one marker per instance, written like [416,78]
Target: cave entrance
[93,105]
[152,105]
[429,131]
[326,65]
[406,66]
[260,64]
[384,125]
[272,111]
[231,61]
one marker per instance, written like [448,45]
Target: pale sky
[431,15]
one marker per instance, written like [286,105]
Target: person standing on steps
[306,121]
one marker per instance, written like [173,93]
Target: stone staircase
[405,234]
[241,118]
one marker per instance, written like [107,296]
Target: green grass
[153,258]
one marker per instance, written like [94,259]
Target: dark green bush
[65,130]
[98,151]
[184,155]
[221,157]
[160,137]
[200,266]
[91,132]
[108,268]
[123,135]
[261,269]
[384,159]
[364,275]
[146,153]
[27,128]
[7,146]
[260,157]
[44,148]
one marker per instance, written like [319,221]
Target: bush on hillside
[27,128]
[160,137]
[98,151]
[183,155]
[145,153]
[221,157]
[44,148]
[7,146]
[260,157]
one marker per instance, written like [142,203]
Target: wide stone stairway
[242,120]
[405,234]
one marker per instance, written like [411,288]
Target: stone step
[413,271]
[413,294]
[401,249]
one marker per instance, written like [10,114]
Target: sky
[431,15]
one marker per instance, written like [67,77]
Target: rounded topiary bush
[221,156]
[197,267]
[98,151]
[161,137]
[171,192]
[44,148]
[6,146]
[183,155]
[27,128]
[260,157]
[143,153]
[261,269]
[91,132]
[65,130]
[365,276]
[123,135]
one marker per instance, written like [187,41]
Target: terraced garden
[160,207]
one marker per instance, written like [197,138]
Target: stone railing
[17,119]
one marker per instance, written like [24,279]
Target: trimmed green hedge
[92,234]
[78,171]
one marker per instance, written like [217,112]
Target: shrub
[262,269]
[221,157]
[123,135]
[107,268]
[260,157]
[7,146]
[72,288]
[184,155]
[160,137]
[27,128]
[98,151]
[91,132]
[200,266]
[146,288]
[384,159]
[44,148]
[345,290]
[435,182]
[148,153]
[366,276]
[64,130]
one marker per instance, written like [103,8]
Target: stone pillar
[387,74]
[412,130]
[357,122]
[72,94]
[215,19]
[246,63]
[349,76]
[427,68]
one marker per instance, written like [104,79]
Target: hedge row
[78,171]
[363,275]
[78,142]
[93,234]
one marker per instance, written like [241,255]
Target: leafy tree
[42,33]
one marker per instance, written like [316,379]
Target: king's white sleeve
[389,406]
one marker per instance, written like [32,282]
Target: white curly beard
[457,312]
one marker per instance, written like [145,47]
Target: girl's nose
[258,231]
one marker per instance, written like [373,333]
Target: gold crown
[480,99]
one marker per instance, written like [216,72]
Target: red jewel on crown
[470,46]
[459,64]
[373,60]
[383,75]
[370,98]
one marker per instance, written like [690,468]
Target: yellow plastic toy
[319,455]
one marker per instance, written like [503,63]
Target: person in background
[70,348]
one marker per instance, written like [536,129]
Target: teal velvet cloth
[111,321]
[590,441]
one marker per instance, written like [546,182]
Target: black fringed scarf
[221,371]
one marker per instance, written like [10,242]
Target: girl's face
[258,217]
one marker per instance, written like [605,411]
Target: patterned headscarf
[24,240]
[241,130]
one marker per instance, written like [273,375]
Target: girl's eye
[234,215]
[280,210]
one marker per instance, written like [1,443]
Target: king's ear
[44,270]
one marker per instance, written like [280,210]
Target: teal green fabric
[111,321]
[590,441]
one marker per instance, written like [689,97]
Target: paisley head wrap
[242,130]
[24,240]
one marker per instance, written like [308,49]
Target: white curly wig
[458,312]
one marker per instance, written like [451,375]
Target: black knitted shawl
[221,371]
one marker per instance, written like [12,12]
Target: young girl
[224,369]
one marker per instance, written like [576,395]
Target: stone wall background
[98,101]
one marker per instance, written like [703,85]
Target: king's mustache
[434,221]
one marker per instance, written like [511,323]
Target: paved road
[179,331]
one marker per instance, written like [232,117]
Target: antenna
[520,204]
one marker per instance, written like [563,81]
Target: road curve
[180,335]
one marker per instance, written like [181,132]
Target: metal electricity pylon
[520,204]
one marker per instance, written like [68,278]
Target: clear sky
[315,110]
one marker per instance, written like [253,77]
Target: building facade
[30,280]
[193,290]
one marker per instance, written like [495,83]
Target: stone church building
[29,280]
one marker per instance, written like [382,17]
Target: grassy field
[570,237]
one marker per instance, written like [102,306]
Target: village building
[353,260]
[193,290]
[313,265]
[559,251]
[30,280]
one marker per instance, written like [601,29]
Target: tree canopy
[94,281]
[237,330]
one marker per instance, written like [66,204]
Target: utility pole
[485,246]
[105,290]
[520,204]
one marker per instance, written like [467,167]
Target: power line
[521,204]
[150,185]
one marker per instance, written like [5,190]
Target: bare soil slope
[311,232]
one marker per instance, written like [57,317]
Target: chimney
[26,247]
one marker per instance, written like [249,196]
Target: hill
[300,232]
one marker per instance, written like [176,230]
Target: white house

────

Repeat the material above in full, keeping every word.

Task response >>
one marker per instance, written like [416,78]
Target: cave entrance
[93,105]
[152,105]
[429,131]
[326,65]
[406,66]
[260,64]
[384,125]
[272,111]
[231,61]
one marker per instance, written like [448,45]
Target: pale sky
[431,15]
one marker per instance, written like [286,105]
Target: person standing on steps
[306,121]
one marker per instance, written like [173,93]
Target: stone staircase
[405,234]
[241,118]
one marker per instance, written like [107,296]
Target: green grass
[153,258]
one marker per instance, written like [94,259]
Target: dark green bush
[65,130]
[98,151]
[184,155]
[221,157]
[160,137]
[200,266]
[91,132]
[108,268]
[123,135]
[261,269]
[384,159]
[364,275]
[146,153]
[27,128]
[7,146]
[260,157]
[44,148]
one marker per instance, written like [319,221]
Target: bush on hillside
[27,128]
[160,137]
[98,151]
[183,155]
[145,153]
[221,157]
[44,148]
[7,146]
[260,157]
one marker per instance, written like [142,203]
Target: wide stone stairway
[242,120]
[405,234]
one marker per instance, written like [411,288]
Target: stone step
[413,271]
[413,294]
[401,249]
one marker per instance, written like [10,114]
Target: sky
[431,15]
one marker per instance, written like [67,77]
Target: rounded topiary bush
[221,156]
[197,267]
[98,151]
[161,137]
[171,192]
[44,148]
[6,146]
[183,155]
[27,128]
[260,157]
[143,153]
[261,269]
[91,132]
[65,130]
[365,276]
[123,135]
one marker per instance, written like [187,41]
Target: terraced garden
[160,207]
one marker per instance, written like [197,138]
Target: stone railing
[17,119]
one marker per instance, written like [24,279]
Target: trimmed green hedge
[92,234]
[78,171]
one marker per instance, written like [217,112]
Target: shrub
[262,269]
[221,157]
[123,135]
[107,268]
[260,157]
[7,146]
[72,288]
[184,155]
[160,137]
[27,128]
[98,151]
[91,132]
[200,266]
[146,288]
[384,159]
[44,148]
[345,290]
[435,182]
[148,153]
[366,276]
[64,130]
one marker per instance, written like [103,8]
Target: stone pillar
[387,74]
[412,130]
[357,122]
[72,94]
[215,19]
[246,63]
[349,76]
[427,68]
one marker per instance, written like [104,79]
Target: hedge row
[78,171]
[363,275]
[78,142]
[93,234]
one marker per instance, written like [241,255]
Target: leafy tree
[42,33]
one marker per instance, written like [316,379]
Target: king's white sleeve
[389,406]
one marker per instance, written like [32,282]
Target: white curly beard
[457,312]
one marker per instance, written like [145,47]
Target: girl's nose
[258,231]
one marker per instance, written like [373,333]
Target: gold crown
[480,99]
one marker per instance, written like [216,72]
Target: red jewel on crown
[470,46]
[459,64]
[373,60]
[383,75]
[370,98]
one marker per instance, written like [690,468]
Target: yellow plastic toy
[319,455]
one marker per instance, written like [503,63]
Target: person in background
[70,348]
one marker per instance, written like [536,129]
Target: teal velvet cloth
[111,321]
[590,441]
one marker per instance, written like [546,182]
Target: black fringed scarf
[221,371]
one marker per instance, written like [10,242]
Target: girl's face
[258,217]
one marker per instance, written like [605,411]
Target: patterned headscarf
[24,240]
[241,130]
one marker per instance, written like [273,375]
Target: girl's eye
[234,215]
[280,210]
one marker per instance, written like [1,443]
Target: king's ear
[44,270]
one marker per instance, written like [280,210]
Target: teal green fabric
[111,321]
[590,441]
one marker per instance, written like [689,97]
Target: paisley head wrap
[242,130]
[24,240]
one marker per instance, written like [308,49]
Target: white curly wig
[458,312]
one marker per instance, written like [451,375]
Target: black knitted shawl
[221,371]
one marker per instance, written like [12,12]
Target: young girl
[224,369]
one marker per instance, written like [576,395]
Target: stone wall background
[98,101]
one marker per instance, written like [703,85]
Target: king's mustache
[434,221]
one marker per instance, written like [511,323]
Target: paved road
[179,331]
one marker per instance, written like [232,117]
Target: antenna
[520,204]
one marker per instance, written like [563,81]
Target: road curve
[180,335]
one marker per instance, written like [181,132]
Target: metal electricity pylon
[520,204]
one marker per instance, written like [68,278]
Target: clear sky
[315,110]
one marker per instance, written like [253,77]
Target: building facade
[30,280]
[193,290]
one marker per instance, written like [495,83]
Target: stone church building
[29,280]
one marker per instance, written like [382,17]
Target: grassy field
[570,237]
one marker per instance, written like [102,306]
Target: village building
[353,260]
[193,290]
[313,265]
[559,251]
[30,280]
one marker per instance, written like [601,29]
Target: tree canopy
[94,281]
[237,330]
one marker per instance, written like [66,204]
Target: utility pole
[485,246]
[105,290]
[520,204]
one marker per instance, written like [467,167]
Target: power line
[521,204]
[150,185]
one marker per instance, written like [5,190]
Target: bare soil slope
[311,232]
one marker per instance, written like [57,317]
Target: chimney
[26,247]
one marker per instance, written like [249,196]
Target: hill
[300,232]
one marker per instance, written like [176,230]
Target: white house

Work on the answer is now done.